• Aim of the task:
Write out the passage in the solar plane article below from "Previous flights included" up to and including "keep him there.".

• Document text:
******
An experimental solar-powered plane landed safely Thursday after completing its first 24-hour test flight, proving that the aircraft can collect enough energy from the sun during the day to stay aloft all night.
Pilot Andre Borschberg eased the Solar Impulse onto the runway at Payerne airfield about 30 miles (50 kilometers) southwest of the Swiss capital Bern at exactly 9 a.m. (0700 GMT; 3 a.m. EDT) Thursday.
Helpers rushed to stabilize the pioneering plane as it touched down, ensuring that its massive 207-foot (63-meter) wingspan didn't scrape the ground and topple the craft.
The record feat completes seven years of planning and brings the Swiss-led project one step closer to its goal of circling the globe using only energy from the sun.
"We achieved more than we wanted. Everybody is extremely happy," Borschberg told reporters after landing.
Previous flights included a brief "flea hop" and a longer airborne test earlier this year, but this week's attempt was described as a "milestone" by the team.
The team says it has now demonstrated that the single-seat plane can theoretically stay in the air indefinitely, recharging its depleted batteries using 12,000 solar cells and nothing but the rays of the sun during the day.
But while the team says this proves that emissions-free air travel is possible, it doesn't see solar technology replacing conventional jet propulsion any time soon.
Instead, the project's overarching purpose is to test and promote new energy-efficient technologies.
Project co-founder Bertrand Piccard, himself a record-breaking balloonist, said many people had been skeptical that renewable energy could ever be used to take a man into the air and keep him there.
"There is a before and after in terms of what people have to believe and understand about renewable energies," Piccard said, adding that the flight was proof new technologies can help break society's dependence on fossil fuels.
******
• Data:

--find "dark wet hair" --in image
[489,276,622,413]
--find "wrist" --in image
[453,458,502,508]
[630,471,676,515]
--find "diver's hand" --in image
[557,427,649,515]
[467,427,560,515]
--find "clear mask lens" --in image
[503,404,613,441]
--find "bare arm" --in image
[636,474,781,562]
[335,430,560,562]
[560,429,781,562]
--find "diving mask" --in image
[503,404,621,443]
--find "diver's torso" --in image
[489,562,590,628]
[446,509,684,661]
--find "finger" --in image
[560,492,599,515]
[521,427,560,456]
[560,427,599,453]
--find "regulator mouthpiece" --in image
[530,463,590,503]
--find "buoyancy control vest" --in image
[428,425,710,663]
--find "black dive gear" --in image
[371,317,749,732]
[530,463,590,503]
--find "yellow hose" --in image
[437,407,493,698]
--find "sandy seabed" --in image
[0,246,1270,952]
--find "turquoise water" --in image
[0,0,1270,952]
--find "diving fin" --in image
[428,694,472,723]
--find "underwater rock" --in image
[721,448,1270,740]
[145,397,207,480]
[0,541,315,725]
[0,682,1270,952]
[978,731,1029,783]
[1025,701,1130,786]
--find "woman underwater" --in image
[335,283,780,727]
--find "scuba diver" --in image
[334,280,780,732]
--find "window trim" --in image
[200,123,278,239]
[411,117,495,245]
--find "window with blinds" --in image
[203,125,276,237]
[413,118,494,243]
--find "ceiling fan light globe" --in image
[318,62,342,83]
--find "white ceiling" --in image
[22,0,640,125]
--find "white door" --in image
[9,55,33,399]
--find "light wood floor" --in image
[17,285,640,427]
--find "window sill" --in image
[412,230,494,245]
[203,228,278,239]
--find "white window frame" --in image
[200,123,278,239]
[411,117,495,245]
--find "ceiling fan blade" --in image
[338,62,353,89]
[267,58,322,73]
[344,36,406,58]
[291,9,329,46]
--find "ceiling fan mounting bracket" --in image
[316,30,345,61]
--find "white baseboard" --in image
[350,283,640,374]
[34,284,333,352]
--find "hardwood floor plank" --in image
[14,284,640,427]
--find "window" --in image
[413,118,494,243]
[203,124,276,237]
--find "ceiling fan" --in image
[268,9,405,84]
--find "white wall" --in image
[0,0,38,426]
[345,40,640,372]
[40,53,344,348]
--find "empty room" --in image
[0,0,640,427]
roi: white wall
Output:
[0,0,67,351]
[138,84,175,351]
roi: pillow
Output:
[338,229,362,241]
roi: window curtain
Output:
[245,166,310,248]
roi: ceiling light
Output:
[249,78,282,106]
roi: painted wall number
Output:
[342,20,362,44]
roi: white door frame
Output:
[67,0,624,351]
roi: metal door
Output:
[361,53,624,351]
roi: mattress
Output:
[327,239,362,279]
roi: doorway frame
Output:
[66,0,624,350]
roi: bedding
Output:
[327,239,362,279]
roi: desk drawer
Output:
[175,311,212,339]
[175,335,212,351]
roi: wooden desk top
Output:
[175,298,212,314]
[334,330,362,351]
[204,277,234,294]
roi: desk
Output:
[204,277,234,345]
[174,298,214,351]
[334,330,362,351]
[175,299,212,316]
******
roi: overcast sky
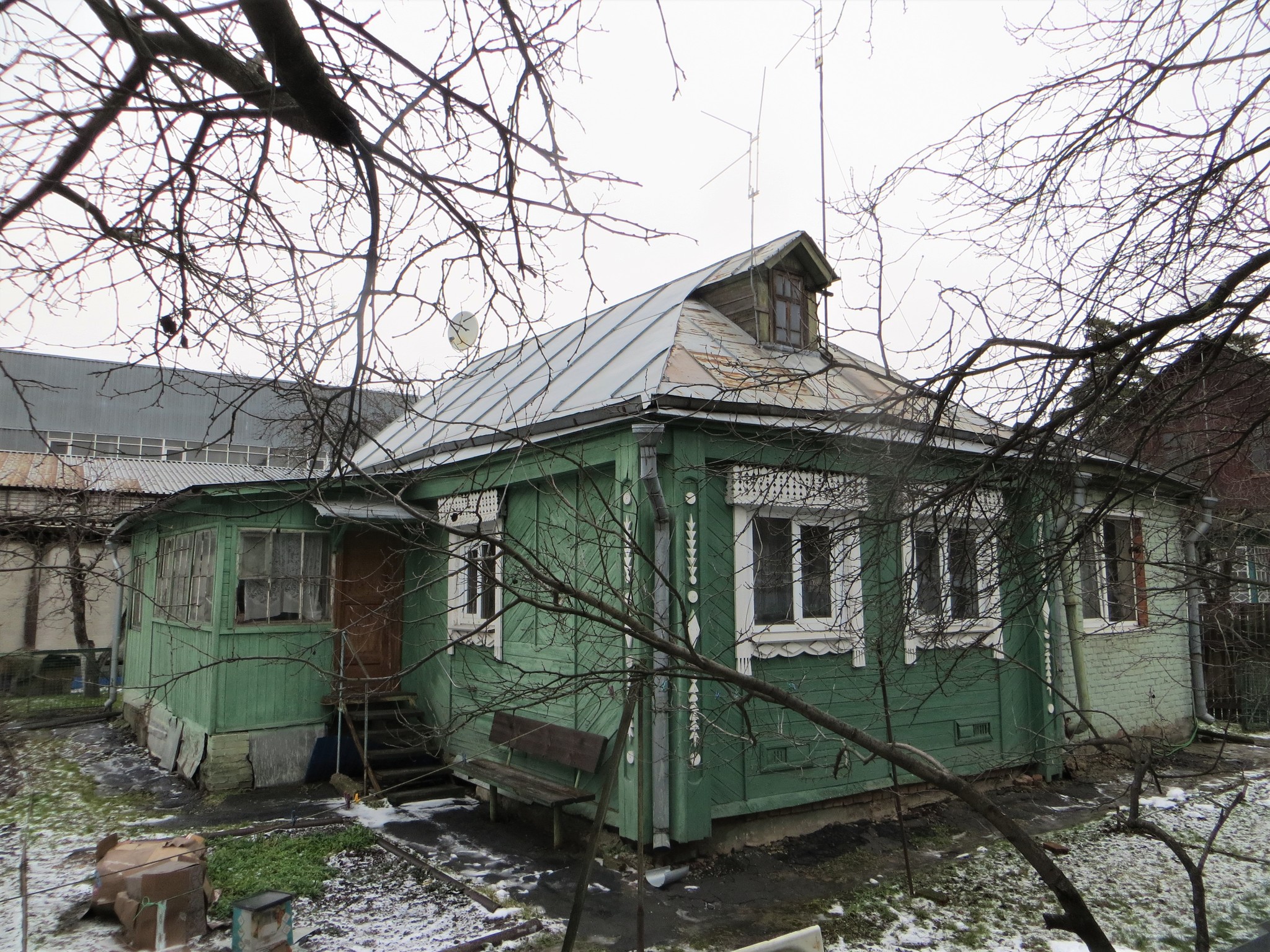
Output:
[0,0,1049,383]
******
• Output:
Previous flights included a brief "flea hop" and a longer airborne test earlier this year, but this week's attempt was described as a "milestone" by the team.
The team says it has now demonstrated that the single-seat plane can theoretically stay in the air indefinitely, recharging its depleted batteries using 12,000 solar cells and nothing but the rays of the sun during the day.
But while the team says this proves that emissions-free air travel is possible, it doesn't see solar technology replacing conventional jet propulsion any time soon.
Instead, the project's overarching purpose is to test and promote new energy-efficient technologies.
Project co-founder Bertrand Piccard, himself a record-breaking balloonist, said many people had been skeptical that renewable energy could ever be used to take a man into the air and keep him there.